▶ [RECORDS FOR THIS EXERCISE]
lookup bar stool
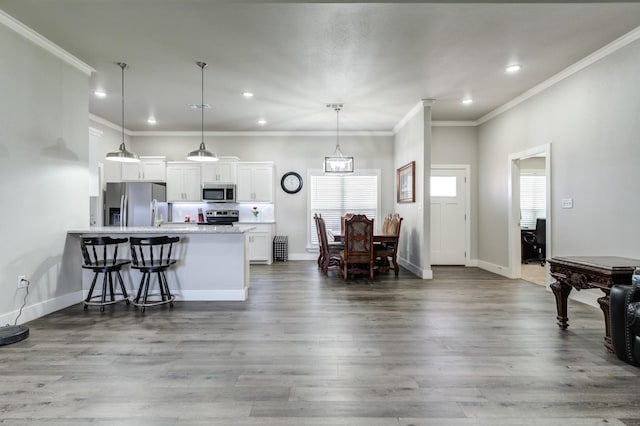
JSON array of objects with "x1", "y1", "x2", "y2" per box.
[
  {"x1": 80, "y1": 236, "x2": 131, "y2": 312},
  {"x1": 129, "y1": 236, "x2": 179, "y2": 313}
]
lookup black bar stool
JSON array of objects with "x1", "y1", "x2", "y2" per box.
[
  {"x1": 80, "y1": 236, "x2": 131, "y2": 312},
  {"x1": 129, "y1": 236, "x2": 180, "y2": 313}
]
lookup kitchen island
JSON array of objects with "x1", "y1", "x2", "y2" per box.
[{"x1": 67, "y1": 224, "x2": 255, "y2": 302}]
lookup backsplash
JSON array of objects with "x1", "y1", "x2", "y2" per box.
[{"x1": 169, "y1": 202, "x2": 274, "y2": 223}]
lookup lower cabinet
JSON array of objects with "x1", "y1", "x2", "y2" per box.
[{"x1": 246, "y1": 223, "x2": 274, "y2": 264}]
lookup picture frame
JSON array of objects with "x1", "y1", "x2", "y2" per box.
[{"x1": 397, "y1": 161, "x2": 415, "y2": 203}]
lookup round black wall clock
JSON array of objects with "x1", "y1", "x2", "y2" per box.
[{"x1": 281, "y1": 171, "x2": 303, "y2": 194}]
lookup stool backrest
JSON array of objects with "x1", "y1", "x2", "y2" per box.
[
  {"x1": 130, "y1": 236, "x2": 180, "y2": 267},
  {"x1": 81, "y1": 236, "x2": 129, "y2": 266}
]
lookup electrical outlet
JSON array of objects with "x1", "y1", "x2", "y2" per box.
[{"x1": 17, "y1": 275, "x2": 28, "y2": 288}]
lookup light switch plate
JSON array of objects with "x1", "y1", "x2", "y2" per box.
[{"x1": 562, "y1": 198, "x2": 573, "y2": 209}]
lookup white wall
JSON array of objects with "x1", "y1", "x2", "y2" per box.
[
  {"x1": 393, "y1": 103, "x2": 432, "y2": 278},
  {"x1": 126, "y1": 133, "x2": 395, "y2": 258},
  {"x1": 477, "y1": 37, "x2": 640, "y2": 285},
  {"x1": 432, "y1": 125, "x2": 478, "y2": 262},
  {"x1": 0, "y1": 23, "x2": 90, "y2": 324}
]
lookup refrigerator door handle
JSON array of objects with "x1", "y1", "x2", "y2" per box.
[{"x1": 120, "y1": 194, "x2": 127, "y2": 226}]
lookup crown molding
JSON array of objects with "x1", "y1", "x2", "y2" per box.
[
  {"x1": 89, "y1": 113, "x2": 133, "y2": 136},
  {"x1": 131, "y1": 130, "x2": 393, "y2": 137},
  {"x1": 432, "y1": 121, "x2": 478, "y2": 127},
  {"x1": 393, "y1": 101, "x2": 425, "y2": 134},
  {"x1": 0, "y1": 10, "x2": 94, "y2": 76},
  {"x1": 478, "y1": 24, "x2": 640, "y2": 125},
  {"x1": 88, "y1": 127, "x2": 103, "y2": 138}
]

▶ [YOUR OBJECTIVE] Count every line of the records that holds the string "wall". Write only the total.

▶ [OUTPUT FOR THIS TASK] 2